## Description of the task:
Report each line of the records where "shorts" occurs.

══════════════════════════════

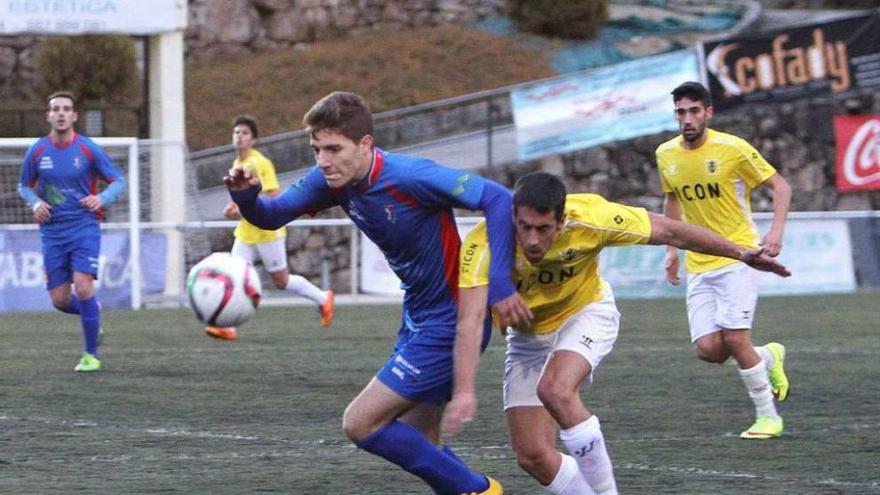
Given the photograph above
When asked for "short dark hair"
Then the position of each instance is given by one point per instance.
(693, 91)
(342, 112)
(541, 192)
(248, 121)
(62, 94)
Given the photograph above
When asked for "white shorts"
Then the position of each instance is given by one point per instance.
(591, 333)
(723, 298)
(272, 253)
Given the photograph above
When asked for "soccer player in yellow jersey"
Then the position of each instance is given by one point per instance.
(574, 326)
(269, 245)
(707, 177)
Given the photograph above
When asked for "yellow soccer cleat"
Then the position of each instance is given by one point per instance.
(88, 363)
(765, 427)
(327, 309)
(495, 488)
(778, 380)
(223, 333)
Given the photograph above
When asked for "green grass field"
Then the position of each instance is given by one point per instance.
(177, 412)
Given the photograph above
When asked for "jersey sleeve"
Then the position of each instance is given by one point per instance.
(308, 195)
(473, 263)
(434, 184)
(266, 173)
(751, 165)
(617, 224)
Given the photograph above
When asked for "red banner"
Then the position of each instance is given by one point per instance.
(858, 152)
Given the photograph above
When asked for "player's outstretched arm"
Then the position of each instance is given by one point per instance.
(472, 303)
(664, 230)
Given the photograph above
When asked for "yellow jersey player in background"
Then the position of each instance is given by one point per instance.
(575, 323)
(268, 245)
(708, 177)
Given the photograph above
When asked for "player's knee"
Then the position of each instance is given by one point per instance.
(280, 279)
(716, 355)
(354, 426)
(554, 395)
(535, 459)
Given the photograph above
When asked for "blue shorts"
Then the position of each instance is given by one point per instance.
(77, 251)
(421, 366)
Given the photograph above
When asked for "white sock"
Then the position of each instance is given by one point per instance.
(587, 446)
(766, 356)
(569, 480)
(758, 386)
(302, 287)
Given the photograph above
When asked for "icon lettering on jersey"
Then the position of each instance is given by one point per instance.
(462, 185)
(390, 214)
(712, 166)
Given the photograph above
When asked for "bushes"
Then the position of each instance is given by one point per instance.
(94, 68)
(572, 19)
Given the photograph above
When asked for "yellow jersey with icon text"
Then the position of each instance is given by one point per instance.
(713, 184)
(265, 171)
(567, 278)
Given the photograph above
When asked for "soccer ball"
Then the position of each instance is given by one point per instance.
(224, 290)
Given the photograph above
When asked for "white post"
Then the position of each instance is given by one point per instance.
(167, 124)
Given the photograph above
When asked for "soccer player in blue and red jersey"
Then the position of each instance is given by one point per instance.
(403, 204)
(59, 177)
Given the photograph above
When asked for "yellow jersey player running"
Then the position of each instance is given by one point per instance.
(574, 326)
(708, 177)
(252, 242)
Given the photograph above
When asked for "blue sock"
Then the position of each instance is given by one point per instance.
(405, 446)
(90, 316)
(73, 308)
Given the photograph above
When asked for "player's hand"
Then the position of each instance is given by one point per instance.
(91, 202)
(772, 243)
(42, 212)
(459, 411)
(759, 260)
(513, 311)
(671, 266)
(239, 179)
(231, 211)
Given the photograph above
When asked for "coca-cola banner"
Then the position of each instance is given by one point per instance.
(858, 152)
(816, 59)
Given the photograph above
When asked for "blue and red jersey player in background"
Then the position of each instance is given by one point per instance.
(404, 205)
(59, 179)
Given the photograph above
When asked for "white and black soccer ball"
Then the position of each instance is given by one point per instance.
(224, 290)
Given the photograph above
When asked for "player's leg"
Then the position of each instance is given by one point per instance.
(737, 291)
(274, 256)
(84, 262)
(418, 375)
(582, 342)
(371, 422)
(533, 439)
(701, 310)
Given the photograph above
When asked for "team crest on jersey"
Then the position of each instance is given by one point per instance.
(712, 166)
(390, 214)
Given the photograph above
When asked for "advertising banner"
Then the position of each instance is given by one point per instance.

══════════════════════════════

## Answer to this exercise:
When asked for "white shorts"
When asked for "blue shorts"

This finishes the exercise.